[begin Supplied material]

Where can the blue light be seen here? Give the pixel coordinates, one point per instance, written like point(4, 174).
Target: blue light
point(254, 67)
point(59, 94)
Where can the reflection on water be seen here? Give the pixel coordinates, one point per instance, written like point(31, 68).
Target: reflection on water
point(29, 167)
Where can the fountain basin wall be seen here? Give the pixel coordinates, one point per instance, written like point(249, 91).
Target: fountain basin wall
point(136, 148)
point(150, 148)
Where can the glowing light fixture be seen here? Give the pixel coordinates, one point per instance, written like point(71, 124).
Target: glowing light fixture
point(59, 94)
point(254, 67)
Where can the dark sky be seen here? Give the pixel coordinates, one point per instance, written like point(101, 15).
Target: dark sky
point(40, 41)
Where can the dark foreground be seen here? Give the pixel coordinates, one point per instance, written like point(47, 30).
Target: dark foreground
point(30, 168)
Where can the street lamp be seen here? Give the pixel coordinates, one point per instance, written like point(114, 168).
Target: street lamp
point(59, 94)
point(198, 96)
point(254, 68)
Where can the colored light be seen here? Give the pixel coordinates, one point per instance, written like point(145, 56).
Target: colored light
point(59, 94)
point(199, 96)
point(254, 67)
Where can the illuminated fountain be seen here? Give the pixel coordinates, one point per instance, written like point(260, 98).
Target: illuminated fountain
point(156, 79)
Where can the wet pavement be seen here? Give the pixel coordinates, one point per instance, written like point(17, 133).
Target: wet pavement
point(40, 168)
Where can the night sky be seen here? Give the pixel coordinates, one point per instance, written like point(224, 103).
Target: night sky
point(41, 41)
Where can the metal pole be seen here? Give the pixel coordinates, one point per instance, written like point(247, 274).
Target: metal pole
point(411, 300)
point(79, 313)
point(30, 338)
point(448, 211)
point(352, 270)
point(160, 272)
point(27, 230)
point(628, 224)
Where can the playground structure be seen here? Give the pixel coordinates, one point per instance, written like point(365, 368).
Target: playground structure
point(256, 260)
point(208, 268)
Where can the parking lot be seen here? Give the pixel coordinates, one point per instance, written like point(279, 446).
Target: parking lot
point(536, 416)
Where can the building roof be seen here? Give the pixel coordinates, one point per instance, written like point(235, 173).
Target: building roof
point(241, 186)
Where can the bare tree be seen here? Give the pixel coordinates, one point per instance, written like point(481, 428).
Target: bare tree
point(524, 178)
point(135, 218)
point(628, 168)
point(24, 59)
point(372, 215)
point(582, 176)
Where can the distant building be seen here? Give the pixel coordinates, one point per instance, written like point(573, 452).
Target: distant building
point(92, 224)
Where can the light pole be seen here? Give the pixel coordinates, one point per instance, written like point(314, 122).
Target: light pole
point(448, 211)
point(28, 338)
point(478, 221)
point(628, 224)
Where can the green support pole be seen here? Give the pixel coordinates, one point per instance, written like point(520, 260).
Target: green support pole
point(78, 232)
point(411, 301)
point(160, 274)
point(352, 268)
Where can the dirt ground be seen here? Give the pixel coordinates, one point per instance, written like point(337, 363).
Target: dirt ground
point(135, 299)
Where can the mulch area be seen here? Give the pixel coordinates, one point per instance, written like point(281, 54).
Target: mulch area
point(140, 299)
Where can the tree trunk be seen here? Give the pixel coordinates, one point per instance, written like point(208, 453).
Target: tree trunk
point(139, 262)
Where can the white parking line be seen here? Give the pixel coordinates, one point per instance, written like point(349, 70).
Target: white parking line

[end Supplied material]

» Required task:
Please copy the entries word for word, from the line with "Where can the light" to the line with "point(135, 299)", including both of those lines.

» Exercise solution:
Where can the light pole be seen here? Give the pixel coordinates, one point per instance, written like point(314, 122).
Target: light pole
point(448, 211)
point(28, 338)
point(478, 221)
point(628, 224)
Where can the green support pole be seen here? Give the pixel coordinates, one point per instance, written like point(520, 260).
Target: green support pole
point(78, 232)
point(411, 301)
point(160, 274)
point(352, 268)
Where can the dirt ground be seen here? Give the pixel coordinates, one point per instance, written like point(337, 363).
Target: dirt ground
point(135, 299)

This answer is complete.